| Data shown |
* BEGIN *

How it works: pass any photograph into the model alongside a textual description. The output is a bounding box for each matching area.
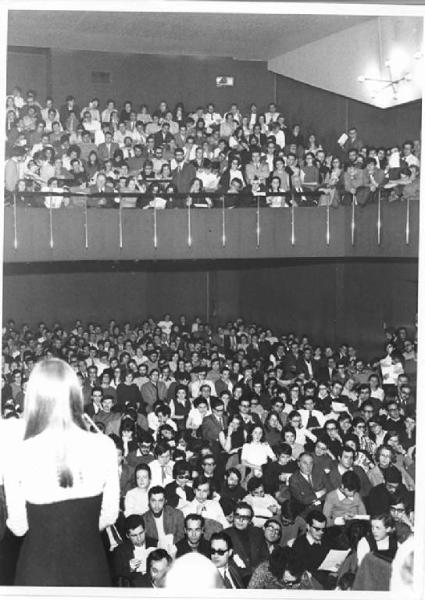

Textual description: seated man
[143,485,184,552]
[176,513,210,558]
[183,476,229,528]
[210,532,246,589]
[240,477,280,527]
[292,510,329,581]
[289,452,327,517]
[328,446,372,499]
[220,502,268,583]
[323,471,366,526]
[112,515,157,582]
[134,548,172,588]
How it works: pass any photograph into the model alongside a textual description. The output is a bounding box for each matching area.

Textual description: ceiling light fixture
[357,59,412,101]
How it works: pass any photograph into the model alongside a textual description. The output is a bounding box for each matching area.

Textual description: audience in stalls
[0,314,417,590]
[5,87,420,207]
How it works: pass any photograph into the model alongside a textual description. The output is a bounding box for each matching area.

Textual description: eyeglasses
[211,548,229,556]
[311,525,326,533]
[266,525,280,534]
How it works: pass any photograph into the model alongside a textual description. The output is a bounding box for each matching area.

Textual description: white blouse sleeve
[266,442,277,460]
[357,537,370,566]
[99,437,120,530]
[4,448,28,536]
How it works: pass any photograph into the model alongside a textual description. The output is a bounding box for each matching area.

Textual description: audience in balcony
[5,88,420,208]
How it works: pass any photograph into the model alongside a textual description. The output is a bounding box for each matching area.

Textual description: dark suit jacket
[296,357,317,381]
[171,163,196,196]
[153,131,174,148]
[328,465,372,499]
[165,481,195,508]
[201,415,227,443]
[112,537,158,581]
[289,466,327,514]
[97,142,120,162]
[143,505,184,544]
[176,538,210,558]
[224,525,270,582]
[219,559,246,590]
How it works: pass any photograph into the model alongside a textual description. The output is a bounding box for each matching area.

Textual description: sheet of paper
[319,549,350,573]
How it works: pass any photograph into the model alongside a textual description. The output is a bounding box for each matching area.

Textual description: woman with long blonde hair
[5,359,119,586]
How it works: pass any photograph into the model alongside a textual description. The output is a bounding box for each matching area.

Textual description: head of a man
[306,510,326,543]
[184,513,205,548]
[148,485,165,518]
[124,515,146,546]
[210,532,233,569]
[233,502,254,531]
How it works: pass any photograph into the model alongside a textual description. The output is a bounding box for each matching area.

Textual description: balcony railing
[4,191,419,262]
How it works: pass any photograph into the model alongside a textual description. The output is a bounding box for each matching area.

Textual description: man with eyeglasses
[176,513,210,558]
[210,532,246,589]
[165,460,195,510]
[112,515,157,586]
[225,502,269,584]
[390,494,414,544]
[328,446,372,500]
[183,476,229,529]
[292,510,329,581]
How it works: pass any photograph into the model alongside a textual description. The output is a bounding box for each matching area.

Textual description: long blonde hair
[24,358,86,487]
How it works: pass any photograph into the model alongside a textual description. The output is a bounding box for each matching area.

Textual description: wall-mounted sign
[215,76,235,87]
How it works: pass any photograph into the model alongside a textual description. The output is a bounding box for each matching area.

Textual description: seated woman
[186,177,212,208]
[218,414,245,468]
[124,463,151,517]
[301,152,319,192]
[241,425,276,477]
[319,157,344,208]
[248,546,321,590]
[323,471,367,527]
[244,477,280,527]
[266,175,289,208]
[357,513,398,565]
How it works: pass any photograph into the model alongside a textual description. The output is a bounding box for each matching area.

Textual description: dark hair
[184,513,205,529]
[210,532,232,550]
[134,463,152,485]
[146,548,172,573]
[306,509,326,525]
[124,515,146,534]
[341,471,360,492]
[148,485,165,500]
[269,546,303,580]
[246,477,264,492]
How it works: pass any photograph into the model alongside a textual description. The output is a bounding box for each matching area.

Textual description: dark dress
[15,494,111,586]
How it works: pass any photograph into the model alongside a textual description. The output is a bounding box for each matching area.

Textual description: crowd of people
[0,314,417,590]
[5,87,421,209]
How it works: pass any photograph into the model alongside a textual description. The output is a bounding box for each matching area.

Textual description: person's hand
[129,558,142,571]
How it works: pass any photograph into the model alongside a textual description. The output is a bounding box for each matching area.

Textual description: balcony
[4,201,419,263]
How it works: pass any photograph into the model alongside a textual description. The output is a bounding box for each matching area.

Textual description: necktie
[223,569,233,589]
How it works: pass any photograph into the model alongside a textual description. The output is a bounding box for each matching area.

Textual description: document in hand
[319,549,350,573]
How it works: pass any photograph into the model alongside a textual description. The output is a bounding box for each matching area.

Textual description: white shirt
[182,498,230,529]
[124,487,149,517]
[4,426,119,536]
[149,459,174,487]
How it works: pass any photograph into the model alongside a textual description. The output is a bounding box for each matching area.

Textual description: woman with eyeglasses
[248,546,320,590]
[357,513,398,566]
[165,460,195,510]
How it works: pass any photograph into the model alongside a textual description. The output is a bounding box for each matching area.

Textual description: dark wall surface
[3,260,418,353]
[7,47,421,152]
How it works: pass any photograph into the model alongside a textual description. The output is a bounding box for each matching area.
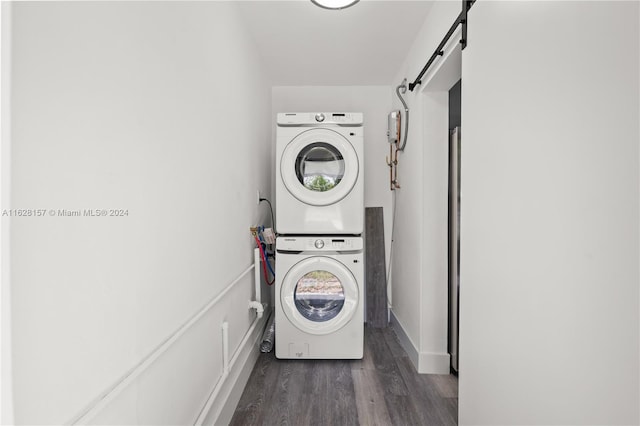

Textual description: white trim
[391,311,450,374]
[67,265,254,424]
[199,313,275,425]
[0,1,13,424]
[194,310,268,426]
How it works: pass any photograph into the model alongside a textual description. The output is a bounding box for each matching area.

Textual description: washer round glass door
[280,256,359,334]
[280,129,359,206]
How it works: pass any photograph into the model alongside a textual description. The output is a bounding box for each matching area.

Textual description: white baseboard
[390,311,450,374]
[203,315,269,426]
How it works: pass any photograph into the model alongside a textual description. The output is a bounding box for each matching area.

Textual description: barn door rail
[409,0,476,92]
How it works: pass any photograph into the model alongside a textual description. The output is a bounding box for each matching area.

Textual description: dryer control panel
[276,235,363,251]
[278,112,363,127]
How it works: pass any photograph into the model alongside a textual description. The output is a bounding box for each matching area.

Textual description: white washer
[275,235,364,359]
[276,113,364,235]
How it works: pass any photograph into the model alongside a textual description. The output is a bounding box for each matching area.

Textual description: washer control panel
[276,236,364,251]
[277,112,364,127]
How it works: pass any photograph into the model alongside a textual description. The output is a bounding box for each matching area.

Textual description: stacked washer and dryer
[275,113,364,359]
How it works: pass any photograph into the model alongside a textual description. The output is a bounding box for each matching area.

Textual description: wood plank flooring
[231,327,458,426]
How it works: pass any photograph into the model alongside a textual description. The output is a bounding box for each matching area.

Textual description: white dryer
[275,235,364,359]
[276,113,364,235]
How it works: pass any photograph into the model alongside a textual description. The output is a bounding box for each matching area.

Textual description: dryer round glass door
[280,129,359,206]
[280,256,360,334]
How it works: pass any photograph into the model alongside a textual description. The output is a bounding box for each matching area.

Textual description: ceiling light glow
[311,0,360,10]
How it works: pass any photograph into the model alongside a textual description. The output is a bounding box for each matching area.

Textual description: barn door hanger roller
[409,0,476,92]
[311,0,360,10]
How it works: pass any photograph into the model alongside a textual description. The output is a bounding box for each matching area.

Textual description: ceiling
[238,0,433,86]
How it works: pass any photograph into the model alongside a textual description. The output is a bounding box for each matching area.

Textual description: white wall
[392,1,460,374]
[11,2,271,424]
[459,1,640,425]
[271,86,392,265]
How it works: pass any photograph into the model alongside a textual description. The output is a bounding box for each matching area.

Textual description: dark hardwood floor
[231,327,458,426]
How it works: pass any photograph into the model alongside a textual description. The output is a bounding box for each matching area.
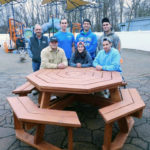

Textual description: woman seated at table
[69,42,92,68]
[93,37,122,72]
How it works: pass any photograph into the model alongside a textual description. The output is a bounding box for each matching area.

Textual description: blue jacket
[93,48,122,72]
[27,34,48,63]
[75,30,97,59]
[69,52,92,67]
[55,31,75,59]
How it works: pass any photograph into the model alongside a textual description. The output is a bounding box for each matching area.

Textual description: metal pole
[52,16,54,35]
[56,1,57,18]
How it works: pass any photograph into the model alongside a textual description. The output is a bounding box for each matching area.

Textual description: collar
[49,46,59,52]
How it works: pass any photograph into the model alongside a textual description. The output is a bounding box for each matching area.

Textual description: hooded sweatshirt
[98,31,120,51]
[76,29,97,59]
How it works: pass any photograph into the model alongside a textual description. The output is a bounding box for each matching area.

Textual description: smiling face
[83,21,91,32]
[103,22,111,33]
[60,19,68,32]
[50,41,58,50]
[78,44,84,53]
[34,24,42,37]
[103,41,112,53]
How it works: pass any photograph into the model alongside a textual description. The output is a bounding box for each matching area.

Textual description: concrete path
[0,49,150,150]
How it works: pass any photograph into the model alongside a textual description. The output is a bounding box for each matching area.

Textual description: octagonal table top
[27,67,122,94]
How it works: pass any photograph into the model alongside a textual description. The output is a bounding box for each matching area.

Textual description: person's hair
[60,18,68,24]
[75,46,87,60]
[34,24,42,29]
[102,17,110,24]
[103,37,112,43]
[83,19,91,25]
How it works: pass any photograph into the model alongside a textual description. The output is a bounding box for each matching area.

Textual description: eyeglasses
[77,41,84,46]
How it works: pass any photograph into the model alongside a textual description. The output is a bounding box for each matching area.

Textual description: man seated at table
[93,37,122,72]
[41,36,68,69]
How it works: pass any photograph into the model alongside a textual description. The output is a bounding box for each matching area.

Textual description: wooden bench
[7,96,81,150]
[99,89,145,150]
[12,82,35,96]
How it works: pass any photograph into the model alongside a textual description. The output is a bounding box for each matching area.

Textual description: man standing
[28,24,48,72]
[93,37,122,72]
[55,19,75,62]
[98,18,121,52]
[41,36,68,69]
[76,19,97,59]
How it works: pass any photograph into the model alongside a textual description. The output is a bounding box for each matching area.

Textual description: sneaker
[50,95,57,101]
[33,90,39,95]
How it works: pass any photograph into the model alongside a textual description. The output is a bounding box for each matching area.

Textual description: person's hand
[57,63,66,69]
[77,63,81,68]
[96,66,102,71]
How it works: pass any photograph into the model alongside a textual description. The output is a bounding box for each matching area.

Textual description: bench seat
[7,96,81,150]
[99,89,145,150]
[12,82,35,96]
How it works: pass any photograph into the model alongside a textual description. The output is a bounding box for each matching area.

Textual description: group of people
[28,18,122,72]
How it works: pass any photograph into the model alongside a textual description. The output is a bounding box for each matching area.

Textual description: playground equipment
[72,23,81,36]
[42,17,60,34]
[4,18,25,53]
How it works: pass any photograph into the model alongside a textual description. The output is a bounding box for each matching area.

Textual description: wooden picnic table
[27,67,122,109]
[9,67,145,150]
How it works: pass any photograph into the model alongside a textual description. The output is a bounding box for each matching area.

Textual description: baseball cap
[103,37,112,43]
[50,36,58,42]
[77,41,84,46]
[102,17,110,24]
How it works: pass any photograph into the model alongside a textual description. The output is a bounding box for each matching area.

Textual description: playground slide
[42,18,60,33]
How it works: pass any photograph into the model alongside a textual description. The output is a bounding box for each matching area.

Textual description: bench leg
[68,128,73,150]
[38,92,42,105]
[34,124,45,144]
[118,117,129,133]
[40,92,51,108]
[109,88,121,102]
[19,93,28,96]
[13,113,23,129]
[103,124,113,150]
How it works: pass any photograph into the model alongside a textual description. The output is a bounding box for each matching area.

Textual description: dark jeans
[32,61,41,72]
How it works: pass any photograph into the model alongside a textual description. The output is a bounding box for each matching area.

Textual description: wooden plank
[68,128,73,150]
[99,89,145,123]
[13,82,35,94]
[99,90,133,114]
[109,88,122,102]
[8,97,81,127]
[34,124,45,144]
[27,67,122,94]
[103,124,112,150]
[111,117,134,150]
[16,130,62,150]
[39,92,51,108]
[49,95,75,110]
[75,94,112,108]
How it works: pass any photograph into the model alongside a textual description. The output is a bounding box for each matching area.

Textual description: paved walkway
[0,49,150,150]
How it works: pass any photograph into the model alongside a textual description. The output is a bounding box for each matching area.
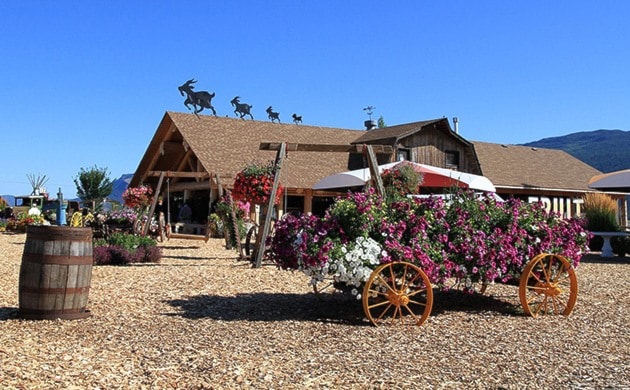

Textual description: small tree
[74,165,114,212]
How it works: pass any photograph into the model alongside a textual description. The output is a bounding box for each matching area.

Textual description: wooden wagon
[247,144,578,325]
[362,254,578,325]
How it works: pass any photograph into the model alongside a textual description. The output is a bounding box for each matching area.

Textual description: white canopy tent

* END *

Rewrite the rows from the start through the line containing "[5,359,119,586]", replacing "bounding box" with "rectangle" and changing nothing else. Leave out the pictures.

| Task response |
How it works: pass any photograph into the model alongside a textual description. The output is a rectangle for each matching area.

Textual description: seated man
[143,485,184,552]
[176,513,210,558]
[183,476,229,528]
[210,532,246,589]
[240,477,280,527]
[292,510,329,581]
[289,452,327,517]
[328,446,372,499]
[220,502,268,583]
[323,471,366,526]
[112,515,157,582]
[134,548,172,588]
How it works: pass any photograph into the model alongside a textual description. The output is a rectangle for each matching area.

Textual description: ceiling light fixture
[357,59,412,101]
How it works: pass any photograph into the model alongside a textual description. The output is a rectangle for each matching area.

Textual description: audience in stalls
[0,314,417,590]
[5,87,420,207]
How it works: pass any photograph into the model alongside a textual description. The output is a rectangle for each matching area.

Textual description: eyeglasses
[211,548,229,556]
[311,525,326,533]
[266,525,280,534]
How it works: pass any photograph into the model alongside a textual description. The output is a rectangle for each matching area.

Textual description: white blouse sleeve
[266,442,277,460]
[357,537,370,566]
[99,437,120,530]
[4,448,28,536]
How it works: pass any photograph into the model alongside a textual description. The output is a rectangle for each matching area.

Textual description: audience in balcony
[5,88,420,208]
How it works: pass any photograph into the model alongside a textual description. The output is a rectangle for each matching area.

Textual description: dark suit jacket
[296,357,317,381]
[171,163,196,196]
[153,131,174,148]
[328,465,372,499]
[165,481,195,508]
[201,415,227,443]
[112,537,158,581]
[289,466,327,514]
[97,142,120,162]
[143,505,184,544]
[176,538,210,558]
[224,525,270,582]
[219,559,246,590]
How it works: pass any photograph into the model alongside a textual description. The output is a rectangle for each matching area.

Textual description: sheet of paper
[319,549,350,573]
How it works: pass any photograph into the model alongside a textual description. The output is a rectangle for each matching area.

Textual description: woman with long blonde hair
[5,359,119,586]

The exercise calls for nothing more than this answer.